◆ TASK GOAL ◆
Copying exactly, give the lines in the material below from the one with "As a warehouse robot's perception module, locate concrete" to the one with "As a warehouse robot's perception module, locate man in white", ends included, and nothing besides.
==========
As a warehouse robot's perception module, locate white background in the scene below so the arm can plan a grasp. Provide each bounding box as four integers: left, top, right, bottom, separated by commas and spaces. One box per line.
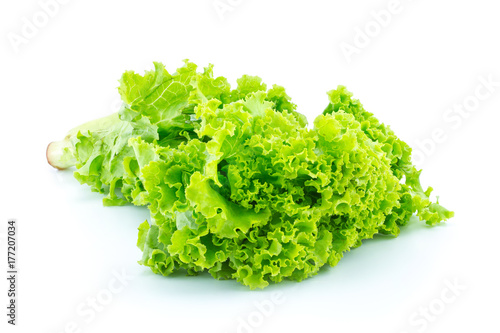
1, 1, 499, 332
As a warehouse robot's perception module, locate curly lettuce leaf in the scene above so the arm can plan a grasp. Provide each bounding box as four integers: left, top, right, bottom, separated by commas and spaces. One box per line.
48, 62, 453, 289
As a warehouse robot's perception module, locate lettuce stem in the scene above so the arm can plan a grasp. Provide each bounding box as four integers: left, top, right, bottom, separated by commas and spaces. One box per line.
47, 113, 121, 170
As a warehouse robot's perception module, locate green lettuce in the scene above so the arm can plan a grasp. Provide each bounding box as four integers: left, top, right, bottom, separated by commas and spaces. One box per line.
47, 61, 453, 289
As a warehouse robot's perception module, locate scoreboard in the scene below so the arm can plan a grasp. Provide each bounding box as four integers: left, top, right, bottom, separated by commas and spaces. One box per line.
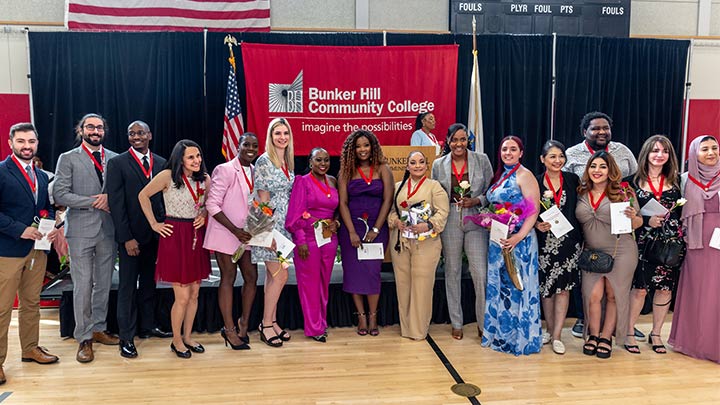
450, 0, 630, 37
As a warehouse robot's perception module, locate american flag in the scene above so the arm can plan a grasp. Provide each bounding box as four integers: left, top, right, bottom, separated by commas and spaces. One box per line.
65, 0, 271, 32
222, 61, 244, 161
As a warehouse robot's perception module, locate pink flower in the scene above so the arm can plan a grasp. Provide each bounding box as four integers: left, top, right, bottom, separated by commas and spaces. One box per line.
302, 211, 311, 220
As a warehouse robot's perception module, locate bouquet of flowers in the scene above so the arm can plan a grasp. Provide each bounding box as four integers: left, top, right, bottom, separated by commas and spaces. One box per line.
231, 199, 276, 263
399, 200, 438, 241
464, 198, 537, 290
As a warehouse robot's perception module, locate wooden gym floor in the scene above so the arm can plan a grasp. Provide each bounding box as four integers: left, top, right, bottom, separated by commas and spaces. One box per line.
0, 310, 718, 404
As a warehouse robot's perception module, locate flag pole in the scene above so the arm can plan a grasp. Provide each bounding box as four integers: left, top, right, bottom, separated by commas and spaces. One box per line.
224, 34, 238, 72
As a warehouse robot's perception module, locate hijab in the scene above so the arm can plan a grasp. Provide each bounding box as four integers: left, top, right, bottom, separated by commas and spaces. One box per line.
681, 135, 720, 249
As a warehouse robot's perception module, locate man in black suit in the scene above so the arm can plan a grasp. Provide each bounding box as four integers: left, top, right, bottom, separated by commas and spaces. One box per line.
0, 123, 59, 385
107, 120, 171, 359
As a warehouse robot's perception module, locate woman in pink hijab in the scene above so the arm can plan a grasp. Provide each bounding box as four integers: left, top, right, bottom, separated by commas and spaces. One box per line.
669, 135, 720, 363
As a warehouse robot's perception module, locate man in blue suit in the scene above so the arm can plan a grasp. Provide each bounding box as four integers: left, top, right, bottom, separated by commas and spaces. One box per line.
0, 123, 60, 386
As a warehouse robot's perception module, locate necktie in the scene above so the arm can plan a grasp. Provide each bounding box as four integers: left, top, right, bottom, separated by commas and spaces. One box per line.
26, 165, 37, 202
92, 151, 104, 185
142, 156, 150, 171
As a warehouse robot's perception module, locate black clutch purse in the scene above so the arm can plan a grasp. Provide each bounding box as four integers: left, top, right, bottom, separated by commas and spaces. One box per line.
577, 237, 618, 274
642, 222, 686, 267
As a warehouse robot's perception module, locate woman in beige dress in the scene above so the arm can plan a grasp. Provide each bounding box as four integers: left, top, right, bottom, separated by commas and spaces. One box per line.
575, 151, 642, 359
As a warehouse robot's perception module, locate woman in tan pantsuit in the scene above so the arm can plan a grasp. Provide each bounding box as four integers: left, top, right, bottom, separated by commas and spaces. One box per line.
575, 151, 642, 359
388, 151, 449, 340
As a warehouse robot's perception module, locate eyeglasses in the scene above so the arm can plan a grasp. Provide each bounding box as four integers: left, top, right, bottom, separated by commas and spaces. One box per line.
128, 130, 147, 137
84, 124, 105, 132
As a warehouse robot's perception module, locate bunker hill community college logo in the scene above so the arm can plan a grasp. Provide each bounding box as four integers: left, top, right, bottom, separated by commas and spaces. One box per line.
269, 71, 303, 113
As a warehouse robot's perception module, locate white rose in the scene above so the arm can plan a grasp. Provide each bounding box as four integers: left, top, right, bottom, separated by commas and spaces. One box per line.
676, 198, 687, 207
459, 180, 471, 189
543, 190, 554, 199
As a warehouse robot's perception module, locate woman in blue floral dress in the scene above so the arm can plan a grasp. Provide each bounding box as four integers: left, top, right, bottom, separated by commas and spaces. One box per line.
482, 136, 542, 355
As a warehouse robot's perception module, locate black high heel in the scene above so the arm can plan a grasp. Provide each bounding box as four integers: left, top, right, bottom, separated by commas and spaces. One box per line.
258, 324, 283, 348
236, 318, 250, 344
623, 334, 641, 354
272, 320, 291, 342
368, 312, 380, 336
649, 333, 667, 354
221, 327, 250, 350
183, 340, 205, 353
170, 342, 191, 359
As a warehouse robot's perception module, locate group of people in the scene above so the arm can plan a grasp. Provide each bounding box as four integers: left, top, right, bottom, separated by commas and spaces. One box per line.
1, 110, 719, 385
==========
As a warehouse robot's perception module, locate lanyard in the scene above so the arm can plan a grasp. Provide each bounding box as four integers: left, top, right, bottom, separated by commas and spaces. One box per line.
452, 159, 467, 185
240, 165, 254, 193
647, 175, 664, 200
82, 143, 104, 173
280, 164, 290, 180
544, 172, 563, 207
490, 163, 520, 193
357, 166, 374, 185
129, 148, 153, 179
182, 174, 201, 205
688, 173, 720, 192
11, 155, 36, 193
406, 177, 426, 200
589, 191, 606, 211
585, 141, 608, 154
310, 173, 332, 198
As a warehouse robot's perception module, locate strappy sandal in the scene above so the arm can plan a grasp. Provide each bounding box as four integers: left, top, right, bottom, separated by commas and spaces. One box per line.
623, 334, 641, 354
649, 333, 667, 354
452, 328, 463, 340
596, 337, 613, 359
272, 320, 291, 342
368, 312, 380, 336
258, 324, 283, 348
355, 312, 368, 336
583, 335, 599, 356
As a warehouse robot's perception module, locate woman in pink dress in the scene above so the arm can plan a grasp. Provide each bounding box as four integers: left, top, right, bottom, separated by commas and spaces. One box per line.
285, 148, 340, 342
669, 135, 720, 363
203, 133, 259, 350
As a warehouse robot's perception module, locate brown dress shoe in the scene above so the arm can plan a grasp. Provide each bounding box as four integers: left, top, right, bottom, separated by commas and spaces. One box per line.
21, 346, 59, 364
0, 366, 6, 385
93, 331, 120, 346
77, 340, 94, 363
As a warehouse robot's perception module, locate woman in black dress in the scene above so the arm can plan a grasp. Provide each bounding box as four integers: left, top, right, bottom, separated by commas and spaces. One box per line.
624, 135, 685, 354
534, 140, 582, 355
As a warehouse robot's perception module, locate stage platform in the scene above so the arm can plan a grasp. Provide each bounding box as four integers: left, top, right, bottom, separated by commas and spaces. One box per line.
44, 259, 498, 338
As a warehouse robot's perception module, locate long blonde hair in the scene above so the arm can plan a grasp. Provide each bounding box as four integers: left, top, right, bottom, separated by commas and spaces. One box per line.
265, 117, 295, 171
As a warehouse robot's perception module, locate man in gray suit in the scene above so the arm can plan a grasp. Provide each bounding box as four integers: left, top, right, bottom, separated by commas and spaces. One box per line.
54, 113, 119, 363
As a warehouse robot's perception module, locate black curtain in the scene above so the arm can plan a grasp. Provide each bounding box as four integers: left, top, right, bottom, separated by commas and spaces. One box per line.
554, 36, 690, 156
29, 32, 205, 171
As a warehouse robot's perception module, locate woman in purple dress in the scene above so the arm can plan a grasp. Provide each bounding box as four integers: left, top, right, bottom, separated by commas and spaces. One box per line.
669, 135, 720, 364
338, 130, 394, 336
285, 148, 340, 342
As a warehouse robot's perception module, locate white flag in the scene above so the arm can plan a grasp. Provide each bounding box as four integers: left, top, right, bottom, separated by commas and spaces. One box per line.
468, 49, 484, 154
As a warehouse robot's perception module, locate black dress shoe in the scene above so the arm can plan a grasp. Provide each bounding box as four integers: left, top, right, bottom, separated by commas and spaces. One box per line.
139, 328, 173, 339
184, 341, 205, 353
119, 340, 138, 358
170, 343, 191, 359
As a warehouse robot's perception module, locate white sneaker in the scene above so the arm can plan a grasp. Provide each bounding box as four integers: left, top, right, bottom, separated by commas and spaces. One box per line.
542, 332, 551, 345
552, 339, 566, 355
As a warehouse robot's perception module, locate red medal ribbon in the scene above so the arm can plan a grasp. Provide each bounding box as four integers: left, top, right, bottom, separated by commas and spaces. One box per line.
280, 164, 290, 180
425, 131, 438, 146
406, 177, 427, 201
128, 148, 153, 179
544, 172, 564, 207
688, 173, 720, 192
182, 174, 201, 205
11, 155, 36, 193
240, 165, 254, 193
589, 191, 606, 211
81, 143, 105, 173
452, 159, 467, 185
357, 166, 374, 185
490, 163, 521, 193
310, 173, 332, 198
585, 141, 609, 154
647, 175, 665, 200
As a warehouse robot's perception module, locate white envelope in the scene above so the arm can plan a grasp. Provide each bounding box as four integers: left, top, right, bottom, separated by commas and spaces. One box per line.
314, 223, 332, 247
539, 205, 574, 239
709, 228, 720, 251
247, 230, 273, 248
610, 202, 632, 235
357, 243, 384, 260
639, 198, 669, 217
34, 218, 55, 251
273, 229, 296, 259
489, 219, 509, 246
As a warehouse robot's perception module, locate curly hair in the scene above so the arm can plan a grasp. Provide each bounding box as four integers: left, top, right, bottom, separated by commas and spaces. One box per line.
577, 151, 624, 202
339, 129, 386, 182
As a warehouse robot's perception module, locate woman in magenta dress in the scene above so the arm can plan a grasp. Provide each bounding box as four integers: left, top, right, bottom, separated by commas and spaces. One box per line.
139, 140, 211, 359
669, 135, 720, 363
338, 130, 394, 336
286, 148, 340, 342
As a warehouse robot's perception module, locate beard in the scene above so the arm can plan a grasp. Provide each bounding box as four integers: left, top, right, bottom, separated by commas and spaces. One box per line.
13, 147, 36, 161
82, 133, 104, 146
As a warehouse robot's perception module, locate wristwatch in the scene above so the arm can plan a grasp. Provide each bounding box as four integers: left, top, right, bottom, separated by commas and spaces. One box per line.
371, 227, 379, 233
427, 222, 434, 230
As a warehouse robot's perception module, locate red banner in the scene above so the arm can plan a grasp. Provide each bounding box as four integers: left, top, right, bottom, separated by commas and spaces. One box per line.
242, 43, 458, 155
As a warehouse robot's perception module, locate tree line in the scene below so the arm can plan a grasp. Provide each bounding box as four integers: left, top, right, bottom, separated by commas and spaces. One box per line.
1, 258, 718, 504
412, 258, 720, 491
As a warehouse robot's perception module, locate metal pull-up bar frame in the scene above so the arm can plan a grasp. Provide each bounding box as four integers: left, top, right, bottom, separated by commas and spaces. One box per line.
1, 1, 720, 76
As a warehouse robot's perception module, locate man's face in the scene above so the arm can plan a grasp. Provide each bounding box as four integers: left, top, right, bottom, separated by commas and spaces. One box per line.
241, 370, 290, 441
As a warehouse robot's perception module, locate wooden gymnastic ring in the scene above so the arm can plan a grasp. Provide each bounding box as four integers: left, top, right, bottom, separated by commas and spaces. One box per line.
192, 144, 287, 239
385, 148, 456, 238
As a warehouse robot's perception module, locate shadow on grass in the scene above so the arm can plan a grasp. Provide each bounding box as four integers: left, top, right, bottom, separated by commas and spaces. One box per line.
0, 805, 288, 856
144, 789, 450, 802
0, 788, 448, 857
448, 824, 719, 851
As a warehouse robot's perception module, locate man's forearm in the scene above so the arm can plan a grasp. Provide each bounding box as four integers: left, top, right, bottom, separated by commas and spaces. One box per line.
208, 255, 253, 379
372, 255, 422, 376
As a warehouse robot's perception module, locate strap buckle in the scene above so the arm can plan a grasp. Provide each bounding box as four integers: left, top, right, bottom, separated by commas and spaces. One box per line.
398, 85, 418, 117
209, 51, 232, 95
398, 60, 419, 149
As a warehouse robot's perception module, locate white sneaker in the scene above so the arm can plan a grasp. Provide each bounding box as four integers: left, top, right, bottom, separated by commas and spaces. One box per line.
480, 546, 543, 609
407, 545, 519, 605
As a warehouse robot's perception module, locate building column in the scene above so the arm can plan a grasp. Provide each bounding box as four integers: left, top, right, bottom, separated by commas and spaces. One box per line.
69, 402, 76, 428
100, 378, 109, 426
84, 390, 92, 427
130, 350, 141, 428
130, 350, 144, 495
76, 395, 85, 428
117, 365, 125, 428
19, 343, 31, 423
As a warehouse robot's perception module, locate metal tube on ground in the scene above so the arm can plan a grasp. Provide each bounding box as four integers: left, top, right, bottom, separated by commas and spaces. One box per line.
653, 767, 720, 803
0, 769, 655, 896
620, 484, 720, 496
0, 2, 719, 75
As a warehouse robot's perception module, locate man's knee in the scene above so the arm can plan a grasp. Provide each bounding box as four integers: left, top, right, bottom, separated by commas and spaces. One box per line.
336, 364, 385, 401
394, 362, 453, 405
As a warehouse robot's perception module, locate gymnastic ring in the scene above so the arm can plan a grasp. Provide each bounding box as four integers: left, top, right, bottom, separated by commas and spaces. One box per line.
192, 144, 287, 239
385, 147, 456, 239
==========
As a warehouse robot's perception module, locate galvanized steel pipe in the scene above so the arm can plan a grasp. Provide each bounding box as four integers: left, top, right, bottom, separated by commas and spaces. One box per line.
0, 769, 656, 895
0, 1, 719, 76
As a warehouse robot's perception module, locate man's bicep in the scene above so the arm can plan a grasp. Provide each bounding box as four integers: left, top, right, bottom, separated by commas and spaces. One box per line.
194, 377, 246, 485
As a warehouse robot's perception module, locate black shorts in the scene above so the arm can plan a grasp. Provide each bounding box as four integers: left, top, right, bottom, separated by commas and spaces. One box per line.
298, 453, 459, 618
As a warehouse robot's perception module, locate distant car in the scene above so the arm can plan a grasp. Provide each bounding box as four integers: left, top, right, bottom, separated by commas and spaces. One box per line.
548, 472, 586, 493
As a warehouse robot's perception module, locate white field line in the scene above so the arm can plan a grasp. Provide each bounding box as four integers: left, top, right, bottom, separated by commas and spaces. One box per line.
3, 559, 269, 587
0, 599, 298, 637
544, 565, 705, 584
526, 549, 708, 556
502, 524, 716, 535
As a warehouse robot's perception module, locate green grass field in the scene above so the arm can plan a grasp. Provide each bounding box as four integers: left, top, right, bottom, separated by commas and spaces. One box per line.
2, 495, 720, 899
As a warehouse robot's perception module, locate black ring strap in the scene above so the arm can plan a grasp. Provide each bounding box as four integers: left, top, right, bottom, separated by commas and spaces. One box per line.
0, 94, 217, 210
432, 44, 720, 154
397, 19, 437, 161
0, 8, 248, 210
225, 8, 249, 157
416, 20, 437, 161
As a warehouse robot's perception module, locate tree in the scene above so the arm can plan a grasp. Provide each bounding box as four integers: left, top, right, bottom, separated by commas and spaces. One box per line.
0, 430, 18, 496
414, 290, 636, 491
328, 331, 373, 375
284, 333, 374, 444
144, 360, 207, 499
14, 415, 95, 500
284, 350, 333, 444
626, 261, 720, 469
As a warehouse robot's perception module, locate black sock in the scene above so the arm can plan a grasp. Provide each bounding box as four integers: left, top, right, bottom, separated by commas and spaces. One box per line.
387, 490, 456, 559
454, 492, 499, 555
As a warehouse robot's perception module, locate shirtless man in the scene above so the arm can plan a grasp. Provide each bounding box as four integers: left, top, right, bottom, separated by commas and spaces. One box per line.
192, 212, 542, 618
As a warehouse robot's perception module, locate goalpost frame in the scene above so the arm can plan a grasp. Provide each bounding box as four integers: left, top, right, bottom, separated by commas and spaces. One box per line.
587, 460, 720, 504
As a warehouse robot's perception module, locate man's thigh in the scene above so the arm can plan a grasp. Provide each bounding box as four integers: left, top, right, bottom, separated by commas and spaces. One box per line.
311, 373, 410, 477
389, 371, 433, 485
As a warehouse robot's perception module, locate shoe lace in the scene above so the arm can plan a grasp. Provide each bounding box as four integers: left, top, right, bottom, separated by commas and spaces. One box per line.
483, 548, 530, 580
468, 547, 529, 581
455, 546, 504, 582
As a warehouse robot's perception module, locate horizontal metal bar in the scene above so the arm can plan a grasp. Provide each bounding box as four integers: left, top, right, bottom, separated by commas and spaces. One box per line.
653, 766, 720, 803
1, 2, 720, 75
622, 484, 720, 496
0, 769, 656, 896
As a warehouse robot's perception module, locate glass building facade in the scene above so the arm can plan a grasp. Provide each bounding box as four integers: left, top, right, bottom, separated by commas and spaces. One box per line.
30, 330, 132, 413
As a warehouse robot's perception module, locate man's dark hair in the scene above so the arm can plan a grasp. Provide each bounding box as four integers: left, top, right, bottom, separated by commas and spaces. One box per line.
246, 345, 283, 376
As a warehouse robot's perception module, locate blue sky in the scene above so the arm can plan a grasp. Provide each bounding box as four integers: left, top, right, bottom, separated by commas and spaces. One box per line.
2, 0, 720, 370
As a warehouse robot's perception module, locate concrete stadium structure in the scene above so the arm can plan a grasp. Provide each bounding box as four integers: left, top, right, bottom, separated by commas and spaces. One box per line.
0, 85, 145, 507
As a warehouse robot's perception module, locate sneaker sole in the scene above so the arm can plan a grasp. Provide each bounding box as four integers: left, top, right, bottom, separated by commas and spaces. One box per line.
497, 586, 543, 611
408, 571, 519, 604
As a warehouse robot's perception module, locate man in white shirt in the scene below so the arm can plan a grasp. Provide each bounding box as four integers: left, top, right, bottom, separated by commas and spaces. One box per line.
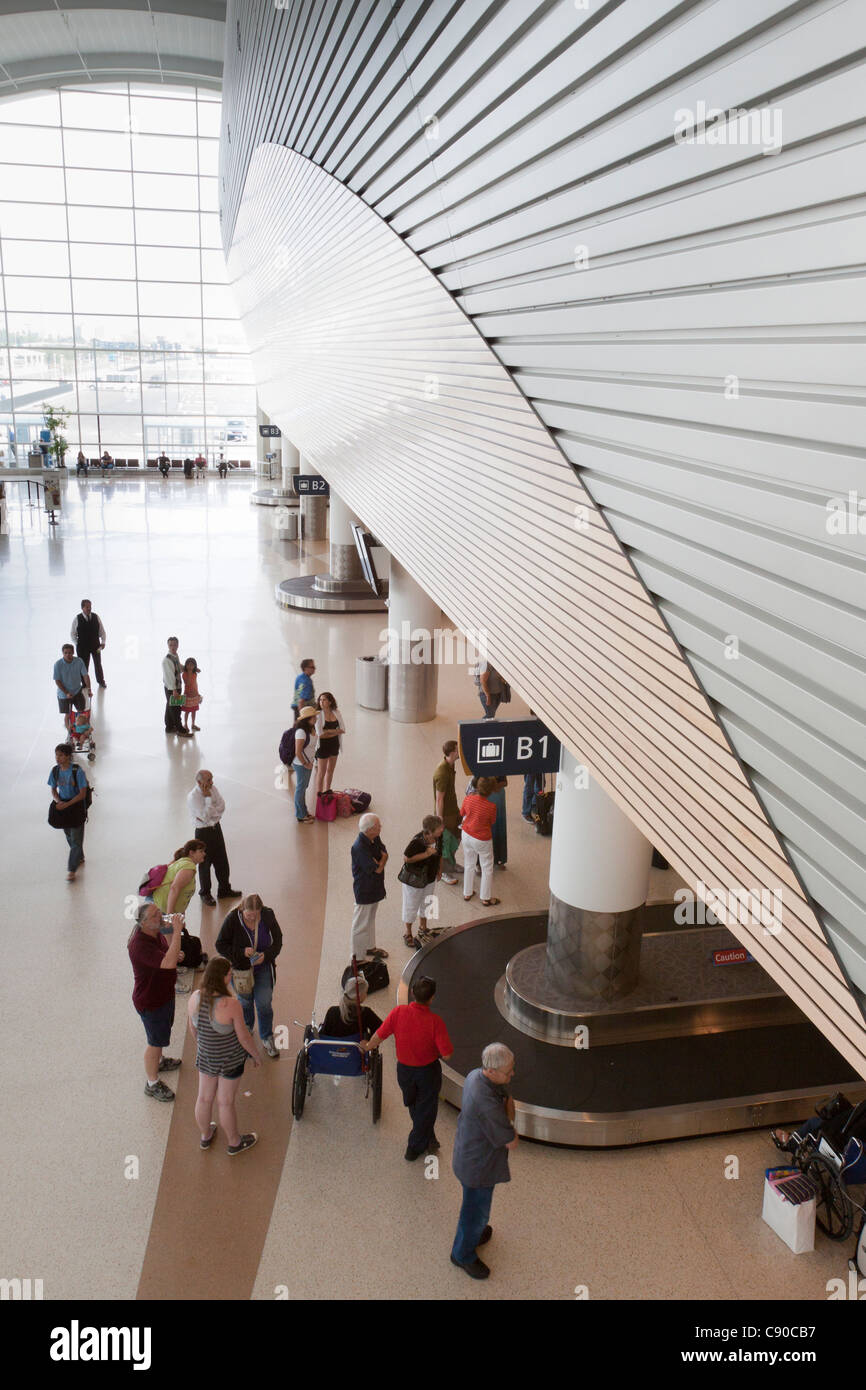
==========
◆ FINAL ANSWER ◆
As a warehouse robot's perception module, locate concrete stadium structure in the scene above so the arm can plan a grasp. Provide each bounding box as four integers: left, top, right, bottom, separated by commas and spaces. One box per line.
0, 85, 145, 507
As a warehouse robot's perception module, locate sneaker sole in the scene above so the arm can plan a grasp. Provide each bounding box as four integers: left, top, right, bottom, separated by commas and spaces. One box per line.
497, 586, 543, 611
408, 571, 519, 604
As a warehouse robot's perception module, locate man in white shirt in the scene below so the arm can plan a grasp. Provide each bounding box as four integers: left, top, right, bottom, separated by commas and spaces. One box per line.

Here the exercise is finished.